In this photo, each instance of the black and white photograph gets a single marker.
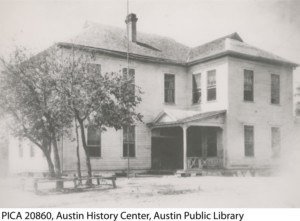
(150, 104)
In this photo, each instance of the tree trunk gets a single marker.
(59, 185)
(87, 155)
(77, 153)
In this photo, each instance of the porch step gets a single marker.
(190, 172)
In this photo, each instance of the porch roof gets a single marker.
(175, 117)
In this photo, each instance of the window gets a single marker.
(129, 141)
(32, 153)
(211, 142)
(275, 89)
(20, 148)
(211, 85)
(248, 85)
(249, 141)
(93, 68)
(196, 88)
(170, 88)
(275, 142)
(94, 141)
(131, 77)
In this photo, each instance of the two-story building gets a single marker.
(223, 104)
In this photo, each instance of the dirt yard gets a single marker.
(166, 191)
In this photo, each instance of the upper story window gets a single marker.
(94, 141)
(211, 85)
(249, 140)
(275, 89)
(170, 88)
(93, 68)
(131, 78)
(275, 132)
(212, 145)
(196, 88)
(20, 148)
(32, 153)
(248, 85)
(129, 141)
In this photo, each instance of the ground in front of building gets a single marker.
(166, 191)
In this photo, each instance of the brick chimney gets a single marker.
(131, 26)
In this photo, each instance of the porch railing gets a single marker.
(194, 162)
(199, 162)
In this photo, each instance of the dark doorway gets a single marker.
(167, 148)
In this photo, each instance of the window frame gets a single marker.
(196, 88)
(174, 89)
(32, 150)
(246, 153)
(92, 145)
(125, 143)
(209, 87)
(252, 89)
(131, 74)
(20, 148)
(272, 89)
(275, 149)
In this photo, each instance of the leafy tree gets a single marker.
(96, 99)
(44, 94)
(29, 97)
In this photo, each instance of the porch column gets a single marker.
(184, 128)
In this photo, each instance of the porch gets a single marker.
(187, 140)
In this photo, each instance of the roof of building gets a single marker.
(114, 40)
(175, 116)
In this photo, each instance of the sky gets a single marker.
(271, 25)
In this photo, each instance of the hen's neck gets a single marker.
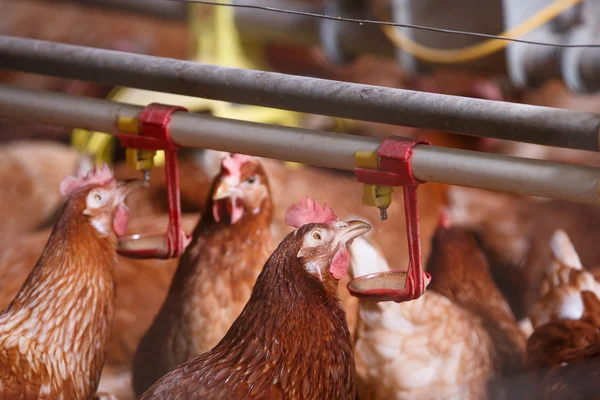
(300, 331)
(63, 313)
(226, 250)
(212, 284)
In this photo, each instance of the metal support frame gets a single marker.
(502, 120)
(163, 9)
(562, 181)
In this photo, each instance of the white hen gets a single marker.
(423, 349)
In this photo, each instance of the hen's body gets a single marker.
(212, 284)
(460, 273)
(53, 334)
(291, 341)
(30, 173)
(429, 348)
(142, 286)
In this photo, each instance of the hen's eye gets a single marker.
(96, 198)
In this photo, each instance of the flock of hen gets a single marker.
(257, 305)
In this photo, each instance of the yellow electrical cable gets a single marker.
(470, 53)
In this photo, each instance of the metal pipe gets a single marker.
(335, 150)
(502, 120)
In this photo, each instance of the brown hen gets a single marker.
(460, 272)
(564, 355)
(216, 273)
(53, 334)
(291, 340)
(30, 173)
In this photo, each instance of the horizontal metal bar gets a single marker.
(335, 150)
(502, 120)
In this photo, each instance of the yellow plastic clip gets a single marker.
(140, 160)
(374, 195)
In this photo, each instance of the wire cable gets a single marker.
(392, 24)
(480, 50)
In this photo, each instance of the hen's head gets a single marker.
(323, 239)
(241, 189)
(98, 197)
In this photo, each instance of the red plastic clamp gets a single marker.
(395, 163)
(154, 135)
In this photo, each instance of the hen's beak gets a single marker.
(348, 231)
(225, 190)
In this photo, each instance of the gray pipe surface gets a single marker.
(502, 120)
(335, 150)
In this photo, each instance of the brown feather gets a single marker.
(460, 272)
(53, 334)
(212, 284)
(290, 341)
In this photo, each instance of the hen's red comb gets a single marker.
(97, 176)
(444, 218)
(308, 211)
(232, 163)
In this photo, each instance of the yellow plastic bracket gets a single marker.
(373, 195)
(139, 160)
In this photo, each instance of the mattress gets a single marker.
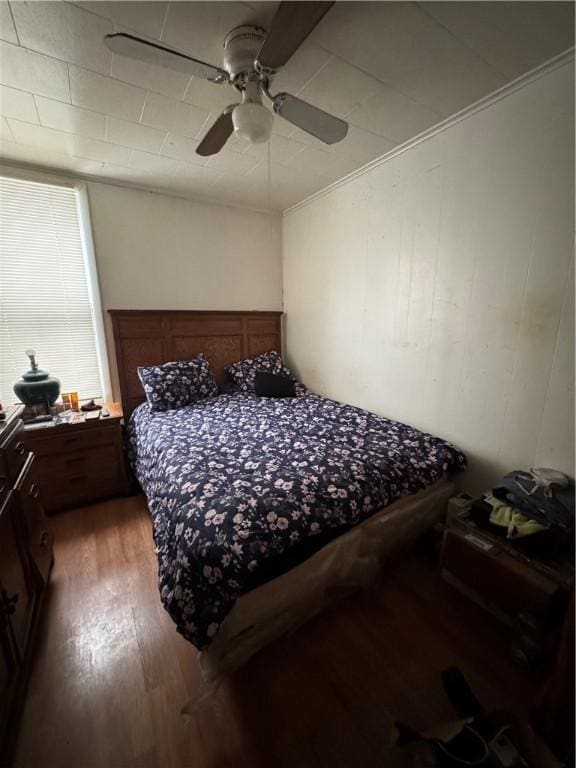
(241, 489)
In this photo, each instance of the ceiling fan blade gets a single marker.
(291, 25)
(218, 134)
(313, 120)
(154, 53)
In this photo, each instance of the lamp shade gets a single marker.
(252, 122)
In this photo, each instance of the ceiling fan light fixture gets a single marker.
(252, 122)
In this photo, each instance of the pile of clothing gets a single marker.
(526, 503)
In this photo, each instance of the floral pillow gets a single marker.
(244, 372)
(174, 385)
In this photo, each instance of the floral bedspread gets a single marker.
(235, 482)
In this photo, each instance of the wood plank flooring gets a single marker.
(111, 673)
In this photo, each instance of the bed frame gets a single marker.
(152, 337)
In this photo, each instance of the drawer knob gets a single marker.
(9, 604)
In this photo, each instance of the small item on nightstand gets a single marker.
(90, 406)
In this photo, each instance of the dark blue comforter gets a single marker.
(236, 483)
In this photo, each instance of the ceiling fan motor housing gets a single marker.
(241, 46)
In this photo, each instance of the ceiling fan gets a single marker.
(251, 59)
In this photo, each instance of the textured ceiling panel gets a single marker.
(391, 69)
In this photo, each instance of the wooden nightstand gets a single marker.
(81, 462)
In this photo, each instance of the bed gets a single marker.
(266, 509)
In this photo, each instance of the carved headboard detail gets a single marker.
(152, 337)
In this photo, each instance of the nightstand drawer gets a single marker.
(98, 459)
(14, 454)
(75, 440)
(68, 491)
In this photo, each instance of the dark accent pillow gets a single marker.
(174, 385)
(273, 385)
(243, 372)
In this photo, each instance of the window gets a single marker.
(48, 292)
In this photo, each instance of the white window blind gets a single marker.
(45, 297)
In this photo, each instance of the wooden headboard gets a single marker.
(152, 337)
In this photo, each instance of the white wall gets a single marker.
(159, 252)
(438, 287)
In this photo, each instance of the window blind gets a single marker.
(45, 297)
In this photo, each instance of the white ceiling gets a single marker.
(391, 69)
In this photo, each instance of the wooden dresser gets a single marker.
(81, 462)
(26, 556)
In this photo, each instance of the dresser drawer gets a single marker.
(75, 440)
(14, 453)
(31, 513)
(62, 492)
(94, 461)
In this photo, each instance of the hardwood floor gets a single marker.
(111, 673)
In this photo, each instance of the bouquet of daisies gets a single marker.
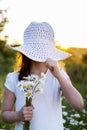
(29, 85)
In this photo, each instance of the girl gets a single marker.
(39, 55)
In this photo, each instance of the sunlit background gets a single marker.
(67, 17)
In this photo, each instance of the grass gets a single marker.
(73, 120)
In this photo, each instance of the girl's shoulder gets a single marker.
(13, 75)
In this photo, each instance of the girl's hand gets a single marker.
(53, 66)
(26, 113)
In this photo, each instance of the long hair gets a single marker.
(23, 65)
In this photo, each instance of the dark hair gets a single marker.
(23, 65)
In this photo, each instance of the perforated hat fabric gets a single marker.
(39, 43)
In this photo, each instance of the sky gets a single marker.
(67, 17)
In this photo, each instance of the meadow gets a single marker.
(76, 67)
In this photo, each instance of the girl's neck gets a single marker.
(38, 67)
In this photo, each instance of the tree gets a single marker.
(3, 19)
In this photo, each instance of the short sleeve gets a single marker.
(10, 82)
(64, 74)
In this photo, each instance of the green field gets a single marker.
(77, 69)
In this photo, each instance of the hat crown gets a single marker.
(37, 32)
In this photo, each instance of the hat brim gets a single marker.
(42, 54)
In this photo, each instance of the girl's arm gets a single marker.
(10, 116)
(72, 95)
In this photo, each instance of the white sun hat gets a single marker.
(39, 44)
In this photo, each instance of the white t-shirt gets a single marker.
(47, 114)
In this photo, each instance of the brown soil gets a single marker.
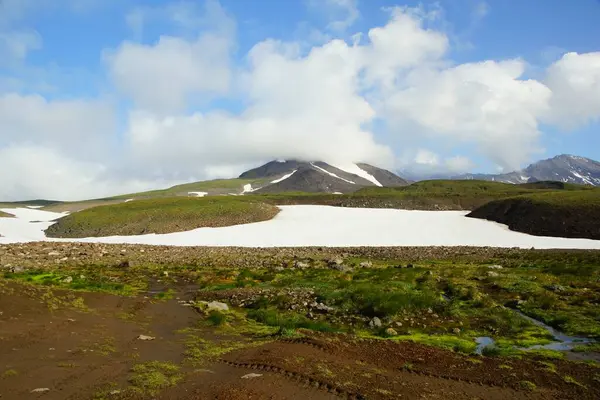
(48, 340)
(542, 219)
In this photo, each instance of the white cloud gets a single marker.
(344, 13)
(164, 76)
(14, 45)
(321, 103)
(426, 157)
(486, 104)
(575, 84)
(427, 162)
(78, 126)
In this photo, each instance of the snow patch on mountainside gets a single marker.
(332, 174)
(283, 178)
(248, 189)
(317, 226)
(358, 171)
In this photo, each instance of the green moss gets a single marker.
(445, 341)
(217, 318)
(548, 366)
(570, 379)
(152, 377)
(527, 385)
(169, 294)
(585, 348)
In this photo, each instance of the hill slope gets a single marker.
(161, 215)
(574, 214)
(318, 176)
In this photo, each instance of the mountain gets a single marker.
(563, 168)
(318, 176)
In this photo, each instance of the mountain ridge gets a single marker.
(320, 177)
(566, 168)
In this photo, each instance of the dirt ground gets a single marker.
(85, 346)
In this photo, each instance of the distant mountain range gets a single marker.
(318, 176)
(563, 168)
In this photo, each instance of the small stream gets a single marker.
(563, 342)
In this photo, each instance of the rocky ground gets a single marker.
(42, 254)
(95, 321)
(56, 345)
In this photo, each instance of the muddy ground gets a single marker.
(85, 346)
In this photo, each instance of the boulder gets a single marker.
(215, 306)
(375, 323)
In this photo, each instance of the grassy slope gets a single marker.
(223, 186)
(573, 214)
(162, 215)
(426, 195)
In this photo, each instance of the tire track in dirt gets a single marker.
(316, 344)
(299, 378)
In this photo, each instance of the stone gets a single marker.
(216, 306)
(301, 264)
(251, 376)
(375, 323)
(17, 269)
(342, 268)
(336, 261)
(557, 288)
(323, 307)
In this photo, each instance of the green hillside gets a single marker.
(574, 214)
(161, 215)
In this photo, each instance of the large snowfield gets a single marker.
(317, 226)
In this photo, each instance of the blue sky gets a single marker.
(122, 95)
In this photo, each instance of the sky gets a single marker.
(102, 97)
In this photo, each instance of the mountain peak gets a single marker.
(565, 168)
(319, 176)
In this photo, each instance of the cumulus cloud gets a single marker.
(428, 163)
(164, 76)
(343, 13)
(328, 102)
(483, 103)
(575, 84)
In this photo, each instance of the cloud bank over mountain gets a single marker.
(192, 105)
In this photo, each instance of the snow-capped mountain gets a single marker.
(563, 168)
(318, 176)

-=-=-

> **EXERCISE PROMPT**
Locate "In this photo, each instance of the blue" in the material, then quote the line that contains it and all lines after it through the final one.

> **FINISHED ANSWER**
In this photo, each instance of the blue sky gets a single marker.
(122, 95)
In this photo, each instance of the sky gets a single marker.
(102, 97)
In this photo, each instance of the mountain peak gets a single marker.
(565, 168)
(319, 176)
In this photo, each instance of the cumulus cloud gets a single marker.
(428, 163)
(164, 76)
(343, 13)
(328, 102)
(483, 103)
(575, 84)
In this photo, each instance of the cloud bank over mountain gets a single marker.
(192, 105)
In this photo, each instance of the snow-capped mountain gets a single marker.
(563, 168)
(318, 176)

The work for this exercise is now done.